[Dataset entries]
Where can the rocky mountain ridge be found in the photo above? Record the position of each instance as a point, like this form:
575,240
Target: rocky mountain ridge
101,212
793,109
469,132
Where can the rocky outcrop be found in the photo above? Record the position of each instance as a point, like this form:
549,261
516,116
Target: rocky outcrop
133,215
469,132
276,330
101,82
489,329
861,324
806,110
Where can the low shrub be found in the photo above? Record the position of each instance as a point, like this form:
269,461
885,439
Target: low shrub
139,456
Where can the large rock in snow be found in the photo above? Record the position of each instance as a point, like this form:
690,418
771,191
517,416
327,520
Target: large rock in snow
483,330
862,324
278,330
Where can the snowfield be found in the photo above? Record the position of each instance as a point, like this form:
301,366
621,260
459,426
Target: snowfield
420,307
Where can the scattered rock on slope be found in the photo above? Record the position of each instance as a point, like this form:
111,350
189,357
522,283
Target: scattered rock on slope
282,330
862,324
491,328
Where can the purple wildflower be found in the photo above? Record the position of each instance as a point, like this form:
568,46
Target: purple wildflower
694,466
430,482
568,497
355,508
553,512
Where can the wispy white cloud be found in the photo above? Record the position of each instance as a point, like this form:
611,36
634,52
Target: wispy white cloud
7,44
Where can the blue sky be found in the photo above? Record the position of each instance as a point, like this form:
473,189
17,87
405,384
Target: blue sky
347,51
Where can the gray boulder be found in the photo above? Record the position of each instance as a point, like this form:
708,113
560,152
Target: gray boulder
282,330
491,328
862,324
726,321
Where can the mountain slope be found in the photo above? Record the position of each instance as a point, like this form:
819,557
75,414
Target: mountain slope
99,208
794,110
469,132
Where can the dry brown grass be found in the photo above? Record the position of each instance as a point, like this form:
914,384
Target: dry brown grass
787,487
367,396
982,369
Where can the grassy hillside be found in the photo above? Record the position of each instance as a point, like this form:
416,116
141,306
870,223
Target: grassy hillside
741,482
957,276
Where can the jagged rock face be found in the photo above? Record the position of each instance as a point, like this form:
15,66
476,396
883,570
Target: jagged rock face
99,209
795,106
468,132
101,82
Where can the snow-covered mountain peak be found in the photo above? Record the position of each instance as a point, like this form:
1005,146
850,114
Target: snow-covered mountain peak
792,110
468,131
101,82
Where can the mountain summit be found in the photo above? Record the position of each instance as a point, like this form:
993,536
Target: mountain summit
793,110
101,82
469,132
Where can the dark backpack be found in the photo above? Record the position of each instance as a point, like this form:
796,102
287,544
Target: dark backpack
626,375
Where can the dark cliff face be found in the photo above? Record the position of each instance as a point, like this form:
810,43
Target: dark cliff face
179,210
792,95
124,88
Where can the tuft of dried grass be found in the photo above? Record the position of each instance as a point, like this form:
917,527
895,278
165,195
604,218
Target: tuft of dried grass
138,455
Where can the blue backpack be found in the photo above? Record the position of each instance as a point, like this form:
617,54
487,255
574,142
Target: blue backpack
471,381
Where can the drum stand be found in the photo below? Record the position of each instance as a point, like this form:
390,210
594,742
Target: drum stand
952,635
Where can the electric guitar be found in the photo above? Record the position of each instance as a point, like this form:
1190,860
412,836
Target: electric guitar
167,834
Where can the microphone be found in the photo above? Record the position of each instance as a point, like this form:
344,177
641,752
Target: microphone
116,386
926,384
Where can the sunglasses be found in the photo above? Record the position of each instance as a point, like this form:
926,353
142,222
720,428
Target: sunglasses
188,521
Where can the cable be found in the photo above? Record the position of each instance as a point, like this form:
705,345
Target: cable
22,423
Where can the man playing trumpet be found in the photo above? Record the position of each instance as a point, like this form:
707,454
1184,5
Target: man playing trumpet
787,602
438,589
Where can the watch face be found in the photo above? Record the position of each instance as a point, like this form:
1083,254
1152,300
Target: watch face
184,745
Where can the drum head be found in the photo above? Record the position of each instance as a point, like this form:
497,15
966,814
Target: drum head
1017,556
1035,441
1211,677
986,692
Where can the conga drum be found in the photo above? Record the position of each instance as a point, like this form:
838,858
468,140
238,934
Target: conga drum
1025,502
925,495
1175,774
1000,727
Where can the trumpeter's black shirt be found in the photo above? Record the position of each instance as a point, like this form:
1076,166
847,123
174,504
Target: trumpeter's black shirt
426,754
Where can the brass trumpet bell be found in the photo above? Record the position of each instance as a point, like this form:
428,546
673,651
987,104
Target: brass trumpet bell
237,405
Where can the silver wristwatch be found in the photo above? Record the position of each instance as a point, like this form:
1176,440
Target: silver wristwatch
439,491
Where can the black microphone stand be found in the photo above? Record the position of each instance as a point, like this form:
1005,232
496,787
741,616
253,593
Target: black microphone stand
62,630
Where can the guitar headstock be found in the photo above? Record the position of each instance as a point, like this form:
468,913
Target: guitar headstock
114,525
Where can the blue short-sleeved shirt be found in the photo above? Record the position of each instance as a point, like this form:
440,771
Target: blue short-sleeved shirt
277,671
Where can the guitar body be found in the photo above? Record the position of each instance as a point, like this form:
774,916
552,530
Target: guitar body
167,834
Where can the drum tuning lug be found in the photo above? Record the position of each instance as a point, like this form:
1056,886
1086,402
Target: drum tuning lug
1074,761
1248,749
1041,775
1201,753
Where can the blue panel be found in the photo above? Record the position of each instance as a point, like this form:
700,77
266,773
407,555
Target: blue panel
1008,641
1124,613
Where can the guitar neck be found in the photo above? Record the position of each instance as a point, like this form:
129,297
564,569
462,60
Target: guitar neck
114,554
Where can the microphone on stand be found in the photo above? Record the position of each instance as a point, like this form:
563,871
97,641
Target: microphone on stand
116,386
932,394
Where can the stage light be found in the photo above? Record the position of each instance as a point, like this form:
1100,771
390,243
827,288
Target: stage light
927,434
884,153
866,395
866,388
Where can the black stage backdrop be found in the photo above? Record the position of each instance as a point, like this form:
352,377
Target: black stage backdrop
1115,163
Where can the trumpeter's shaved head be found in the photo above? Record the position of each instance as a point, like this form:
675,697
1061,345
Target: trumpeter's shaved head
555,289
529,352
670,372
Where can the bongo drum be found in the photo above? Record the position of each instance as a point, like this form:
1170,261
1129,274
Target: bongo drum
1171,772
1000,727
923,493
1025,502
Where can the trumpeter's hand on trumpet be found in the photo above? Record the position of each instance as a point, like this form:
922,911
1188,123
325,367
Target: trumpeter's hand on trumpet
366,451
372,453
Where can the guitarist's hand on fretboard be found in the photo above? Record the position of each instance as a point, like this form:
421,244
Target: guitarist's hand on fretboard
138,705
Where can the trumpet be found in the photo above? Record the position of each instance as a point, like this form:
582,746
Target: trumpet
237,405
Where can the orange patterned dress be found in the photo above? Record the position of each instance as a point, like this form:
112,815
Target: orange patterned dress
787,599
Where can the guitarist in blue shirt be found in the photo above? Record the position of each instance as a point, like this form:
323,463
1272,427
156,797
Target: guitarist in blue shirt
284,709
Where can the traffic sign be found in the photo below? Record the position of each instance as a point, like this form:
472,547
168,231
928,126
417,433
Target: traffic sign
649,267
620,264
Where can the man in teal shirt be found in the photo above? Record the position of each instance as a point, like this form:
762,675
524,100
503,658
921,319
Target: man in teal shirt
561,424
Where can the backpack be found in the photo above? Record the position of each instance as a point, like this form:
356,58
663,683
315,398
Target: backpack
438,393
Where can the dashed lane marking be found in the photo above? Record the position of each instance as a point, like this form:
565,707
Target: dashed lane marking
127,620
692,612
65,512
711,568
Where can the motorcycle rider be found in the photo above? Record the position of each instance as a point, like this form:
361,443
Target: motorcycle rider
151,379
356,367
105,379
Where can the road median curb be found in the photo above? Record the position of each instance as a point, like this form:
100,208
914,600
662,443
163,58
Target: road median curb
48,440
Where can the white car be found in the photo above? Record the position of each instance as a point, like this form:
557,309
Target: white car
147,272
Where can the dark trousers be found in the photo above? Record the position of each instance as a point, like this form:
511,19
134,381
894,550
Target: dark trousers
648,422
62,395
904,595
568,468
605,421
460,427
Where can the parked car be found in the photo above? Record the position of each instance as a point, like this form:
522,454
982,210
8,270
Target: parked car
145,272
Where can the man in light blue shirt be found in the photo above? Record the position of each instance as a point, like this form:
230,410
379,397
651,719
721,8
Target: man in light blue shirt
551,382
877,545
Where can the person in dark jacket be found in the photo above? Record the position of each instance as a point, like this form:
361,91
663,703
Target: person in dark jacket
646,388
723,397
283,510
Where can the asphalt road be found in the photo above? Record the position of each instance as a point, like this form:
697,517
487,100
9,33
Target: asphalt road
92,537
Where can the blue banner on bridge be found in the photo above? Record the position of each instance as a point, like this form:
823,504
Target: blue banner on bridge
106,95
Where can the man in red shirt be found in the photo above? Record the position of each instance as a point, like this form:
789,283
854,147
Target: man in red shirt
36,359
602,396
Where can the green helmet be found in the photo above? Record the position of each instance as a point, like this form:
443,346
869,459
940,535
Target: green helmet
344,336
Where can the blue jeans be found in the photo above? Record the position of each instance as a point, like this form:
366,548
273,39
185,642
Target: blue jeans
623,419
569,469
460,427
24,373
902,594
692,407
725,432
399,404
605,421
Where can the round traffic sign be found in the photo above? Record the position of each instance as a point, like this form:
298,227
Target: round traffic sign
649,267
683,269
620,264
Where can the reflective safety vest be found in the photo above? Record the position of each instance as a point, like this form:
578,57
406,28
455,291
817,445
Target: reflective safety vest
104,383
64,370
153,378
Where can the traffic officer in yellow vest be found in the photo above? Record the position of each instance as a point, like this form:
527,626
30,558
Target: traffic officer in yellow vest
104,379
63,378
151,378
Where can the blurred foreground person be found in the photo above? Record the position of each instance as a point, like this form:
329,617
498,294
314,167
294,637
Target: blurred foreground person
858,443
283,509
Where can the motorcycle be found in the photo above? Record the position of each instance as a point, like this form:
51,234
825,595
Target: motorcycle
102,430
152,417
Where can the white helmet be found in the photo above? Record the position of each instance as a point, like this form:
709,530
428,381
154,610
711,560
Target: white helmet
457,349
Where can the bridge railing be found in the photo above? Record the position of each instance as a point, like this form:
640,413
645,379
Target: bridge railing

Task goal: Find every line in the records that has the word "below". Copy those lines.

Result of the task:
Where can the drum stand be found in the photo below? Record the position of each instance as a point, like this form:
Where can the traffic sign be found in the photo below? Record the position of each instance as a point, like this form:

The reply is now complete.